**What is needed**: Format every row below as a numbered list, omitting any blank lines.

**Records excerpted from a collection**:
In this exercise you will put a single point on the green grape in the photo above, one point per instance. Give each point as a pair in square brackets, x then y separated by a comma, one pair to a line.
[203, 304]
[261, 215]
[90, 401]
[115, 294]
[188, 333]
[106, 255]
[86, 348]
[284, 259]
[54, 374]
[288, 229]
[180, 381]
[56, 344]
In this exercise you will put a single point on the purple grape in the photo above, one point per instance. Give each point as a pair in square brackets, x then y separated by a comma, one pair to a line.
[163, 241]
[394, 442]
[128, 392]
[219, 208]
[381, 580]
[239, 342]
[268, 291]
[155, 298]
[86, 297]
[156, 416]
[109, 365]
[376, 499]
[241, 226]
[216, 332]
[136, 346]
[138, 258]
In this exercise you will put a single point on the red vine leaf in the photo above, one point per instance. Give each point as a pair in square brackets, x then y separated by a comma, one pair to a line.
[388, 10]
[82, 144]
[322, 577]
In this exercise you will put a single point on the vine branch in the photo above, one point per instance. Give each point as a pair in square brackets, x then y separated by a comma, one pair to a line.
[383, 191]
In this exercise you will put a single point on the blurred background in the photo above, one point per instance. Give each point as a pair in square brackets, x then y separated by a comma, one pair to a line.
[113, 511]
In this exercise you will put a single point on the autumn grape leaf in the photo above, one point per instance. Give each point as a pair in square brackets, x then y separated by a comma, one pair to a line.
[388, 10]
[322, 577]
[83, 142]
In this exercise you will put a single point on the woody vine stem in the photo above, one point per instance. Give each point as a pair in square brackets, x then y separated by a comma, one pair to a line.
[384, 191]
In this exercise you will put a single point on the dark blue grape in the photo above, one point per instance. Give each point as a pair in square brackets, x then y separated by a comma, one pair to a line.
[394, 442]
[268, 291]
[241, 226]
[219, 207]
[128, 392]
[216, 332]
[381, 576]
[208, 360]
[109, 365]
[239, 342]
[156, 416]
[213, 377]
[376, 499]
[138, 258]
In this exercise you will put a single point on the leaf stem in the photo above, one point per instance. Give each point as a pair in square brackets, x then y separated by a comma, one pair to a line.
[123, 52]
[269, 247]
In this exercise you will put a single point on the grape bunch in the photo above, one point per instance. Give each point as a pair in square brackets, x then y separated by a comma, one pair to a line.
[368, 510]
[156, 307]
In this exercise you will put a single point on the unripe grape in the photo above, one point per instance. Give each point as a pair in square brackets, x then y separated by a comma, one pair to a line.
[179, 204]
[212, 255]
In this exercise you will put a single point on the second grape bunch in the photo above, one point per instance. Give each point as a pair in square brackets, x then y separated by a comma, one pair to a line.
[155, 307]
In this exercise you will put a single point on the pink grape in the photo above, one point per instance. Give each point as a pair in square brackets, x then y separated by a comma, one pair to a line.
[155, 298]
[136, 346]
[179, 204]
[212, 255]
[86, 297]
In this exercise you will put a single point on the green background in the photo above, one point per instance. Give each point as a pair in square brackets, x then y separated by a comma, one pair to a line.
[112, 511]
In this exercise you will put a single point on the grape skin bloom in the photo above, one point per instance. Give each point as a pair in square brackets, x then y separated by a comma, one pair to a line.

**Full answer**:
1. In this exercise you will put a single point on the green grape in the photo above, one point per instance. Give each point as a pair in square brackets, x then y separated by a comma, one pair to a line.
2. [203, 304]
3. [261, 215]
4. [90, 401]
5. [115, 294]
6. [188, 333]
7. [106, 255]
8. [86, 348]
9. [284, 259]
10. [54, 374]
11. [288, 229]
12. [180, 381]
13. [56, 344]
14. In this exercise you will put a single point on the purple grape in the photo above, one point per instance. Give each point as a pair in square brackets, x then y separated by a comma, one pair to a line.
15. [163, 241]
16. [394, 442]
17. [128, 392]
18. [219, 208]
19. [381, 580]
20. [239, 342]
21. [268, 291]
22. [155, 298]
23. [86, 297]
24. [156, 416]
25. [109, 365]
26. [376, 499]
27. [241, 226]
28. [216, 332]
29. [136, 346]
30. [138, 258]
31. In this exercise you will put a single point on the red vine leaf in the photo above, one point per instance. Give each point as a pair in square brackets, x then y separated by a comma, one pair to a line.
32. [388, 10]
33. [82, 144]
34. [322, 577]
35. In this exercise you will put a single point on the vine branch in the photo above, one point per instance. Give each point as a pair in square brackets, x then y separated by a comma, one pair to a line.
36. [383, 191]
37. In this exercise you will put a single point on the blurred background in the photo above, one point per instance. Give each point as a pair in square brackets, x then y separated by a comma, one pair to a line.
38. [113, 511]
39. In this exercise you will put a single point on the autumn grape leaf in the photo above, one point per instance. Give each point as a pair in square brackets, x then y separated by a comma, one pair to a line.
40. [388, 10]
41. [322, 577]
42. [83, 142]
43. In this exercise you will put a single point on the woody vine stem in the photo above, one point per instance. Give each point as a pair in square brackets, x then y separated by a comma, one pair to a line.
44. [384, 191]
45. In this exercise you will put a single point on the dark blue grape in the photo above, one point per instance. Give each point as a pair in square brackets, x then y separated by a comma, one pair to a line.
46. [394, 442]
47. [268, 291]
48. [241, 226]
49. [219, 207]
50. [128, 392]
51. [216, 332]
52. [381, 576]
53. [208, 360]
54. [109, 365]
55. [239, 342]
56. [156, 416]
57. [213, 377]
58. [376, 499]
59. [138, 258]
60. In this exercise you will put a single point on the leaf stem in the photo above, one point per instance. Give each point as a pair in square brackets, x then y separated by a comma, one pair to a line.
61. [123, 52]
62. [269, 247]
63. In this exercise you will put a single point on the grape bunch in the photo above, one point per instance. Give each point as a pair in square brackets, x then y separated by a comma, one pair to a line.
64. [368, 510]
65. [156, 307]
66. In this exercise you will put a single point on the unripe grape in the photo above, one point per instance. Give each point as a pair in square brackets, x then y separated by a comma, one pair to a line.
67. [179, 204]
68. [212, 255]
69. In this exercise you will put a single point on the second grape bunch in the photo above, one point per instance. Give each point as a pair in square brackets, x then y separated by a comma, one pair to a line.
70. [155, 307]
71. In this exercise you will put a single point on the pink grape in the photo above, one point per instance. Give each point as a pair in square brackets, x then y separated by a comma, one pair to a line.
72. [155, 298]
73. [136, 346]
74. [179, 204]
75. [212, 255]
76. [86, 297]
77. In this exercise you will put a single point on the green background in the photo above, one point per instance. Give each point as a pair in square brackets, x then y separated by a comma, one pair to a line.
78. [112, 511]
79. In this exercise you will put a single point on the grape skin bloom in the photo above, one point per instance. Give each point as a pair in square brackets, x then y separated by a comma, one pair to a line.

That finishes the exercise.